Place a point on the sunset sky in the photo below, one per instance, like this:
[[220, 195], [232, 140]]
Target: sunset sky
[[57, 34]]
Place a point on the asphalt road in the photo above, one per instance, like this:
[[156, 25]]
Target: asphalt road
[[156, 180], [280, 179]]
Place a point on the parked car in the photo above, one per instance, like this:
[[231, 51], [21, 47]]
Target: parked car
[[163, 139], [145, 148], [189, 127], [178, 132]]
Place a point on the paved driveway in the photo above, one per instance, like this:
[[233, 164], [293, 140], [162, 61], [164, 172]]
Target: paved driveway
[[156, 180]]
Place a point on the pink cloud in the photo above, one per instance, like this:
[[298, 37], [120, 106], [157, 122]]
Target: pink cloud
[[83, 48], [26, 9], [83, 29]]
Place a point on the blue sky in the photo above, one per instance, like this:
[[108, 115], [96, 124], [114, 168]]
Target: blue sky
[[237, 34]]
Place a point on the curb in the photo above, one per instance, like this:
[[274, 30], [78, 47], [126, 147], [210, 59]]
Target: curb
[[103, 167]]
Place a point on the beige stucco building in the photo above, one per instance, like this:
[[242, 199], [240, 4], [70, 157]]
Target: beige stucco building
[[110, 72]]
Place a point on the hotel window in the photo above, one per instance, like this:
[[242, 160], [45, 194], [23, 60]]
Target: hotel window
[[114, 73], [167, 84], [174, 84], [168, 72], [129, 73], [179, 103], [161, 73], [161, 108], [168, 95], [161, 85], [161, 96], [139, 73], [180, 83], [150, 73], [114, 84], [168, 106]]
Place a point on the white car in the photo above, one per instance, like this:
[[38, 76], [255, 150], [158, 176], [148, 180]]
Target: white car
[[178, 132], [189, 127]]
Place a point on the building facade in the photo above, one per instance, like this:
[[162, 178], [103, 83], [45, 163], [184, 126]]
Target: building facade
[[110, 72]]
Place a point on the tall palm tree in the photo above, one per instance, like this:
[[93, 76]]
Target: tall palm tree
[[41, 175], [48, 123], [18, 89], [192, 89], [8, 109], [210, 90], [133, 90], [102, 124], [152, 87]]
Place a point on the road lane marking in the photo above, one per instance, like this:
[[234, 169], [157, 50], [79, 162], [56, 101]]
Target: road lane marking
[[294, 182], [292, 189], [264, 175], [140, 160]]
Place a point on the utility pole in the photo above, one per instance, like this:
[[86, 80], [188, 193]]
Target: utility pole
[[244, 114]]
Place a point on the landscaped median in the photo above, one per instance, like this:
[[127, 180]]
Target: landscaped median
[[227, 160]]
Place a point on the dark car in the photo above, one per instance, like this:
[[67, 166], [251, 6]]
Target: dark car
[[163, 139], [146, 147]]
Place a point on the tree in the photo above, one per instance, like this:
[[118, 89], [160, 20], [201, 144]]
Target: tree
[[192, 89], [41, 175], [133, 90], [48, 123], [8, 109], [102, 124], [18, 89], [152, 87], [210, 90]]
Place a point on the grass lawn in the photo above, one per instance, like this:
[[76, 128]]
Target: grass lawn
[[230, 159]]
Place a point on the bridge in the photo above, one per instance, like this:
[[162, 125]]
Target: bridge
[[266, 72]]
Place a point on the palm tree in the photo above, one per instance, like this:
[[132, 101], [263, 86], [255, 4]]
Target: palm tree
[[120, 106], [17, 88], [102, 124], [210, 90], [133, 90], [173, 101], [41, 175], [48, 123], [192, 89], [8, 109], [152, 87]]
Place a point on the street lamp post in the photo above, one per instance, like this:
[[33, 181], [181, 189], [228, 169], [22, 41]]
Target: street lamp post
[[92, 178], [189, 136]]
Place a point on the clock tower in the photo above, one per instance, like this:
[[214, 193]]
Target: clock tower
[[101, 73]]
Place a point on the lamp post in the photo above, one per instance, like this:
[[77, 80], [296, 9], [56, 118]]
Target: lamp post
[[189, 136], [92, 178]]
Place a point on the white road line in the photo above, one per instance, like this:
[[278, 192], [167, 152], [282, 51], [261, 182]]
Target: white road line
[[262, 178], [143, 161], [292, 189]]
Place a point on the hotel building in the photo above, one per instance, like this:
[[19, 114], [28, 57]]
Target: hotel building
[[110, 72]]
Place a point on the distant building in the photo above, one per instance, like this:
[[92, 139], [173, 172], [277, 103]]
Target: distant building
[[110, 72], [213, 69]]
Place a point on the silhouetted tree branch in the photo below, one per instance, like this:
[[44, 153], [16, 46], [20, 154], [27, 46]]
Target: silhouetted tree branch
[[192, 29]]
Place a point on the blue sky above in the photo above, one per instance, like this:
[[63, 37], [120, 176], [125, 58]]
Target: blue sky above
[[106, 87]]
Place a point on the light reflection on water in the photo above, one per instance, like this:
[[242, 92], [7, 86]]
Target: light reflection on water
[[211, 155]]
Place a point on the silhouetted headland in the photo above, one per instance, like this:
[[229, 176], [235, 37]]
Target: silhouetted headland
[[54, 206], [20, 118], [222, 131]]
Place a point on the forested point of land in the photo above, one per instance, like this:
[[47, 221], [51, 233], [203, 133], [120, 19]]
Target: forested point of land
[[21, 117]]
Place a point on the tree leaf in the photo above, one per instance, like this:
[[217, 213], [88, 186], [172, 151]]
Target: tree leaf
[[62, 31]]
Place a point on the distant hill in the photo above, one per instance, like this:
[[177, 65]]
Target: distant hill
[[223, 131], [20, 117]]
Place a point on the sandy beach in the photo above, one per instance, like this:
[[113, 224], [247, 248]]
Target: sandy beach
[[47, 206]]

• Task statement:
Write out the lines of the records exactly, starting at the one holding "Target: tree leaf" and ending with the last line, and include no others.

• Output of the task:
Target: tree leaf
[[62, 31]]
Place a point on the distant hill in the photo above, one per instance, like this:
[[177, 65]]
Target: distant hill
[[223, 131], [20, 117]]
Place a point on the sandy beach in the photo above, one per instance, like this:
[[113, 224], [247, 248]]
Target: sandy beach
[[47, 206]]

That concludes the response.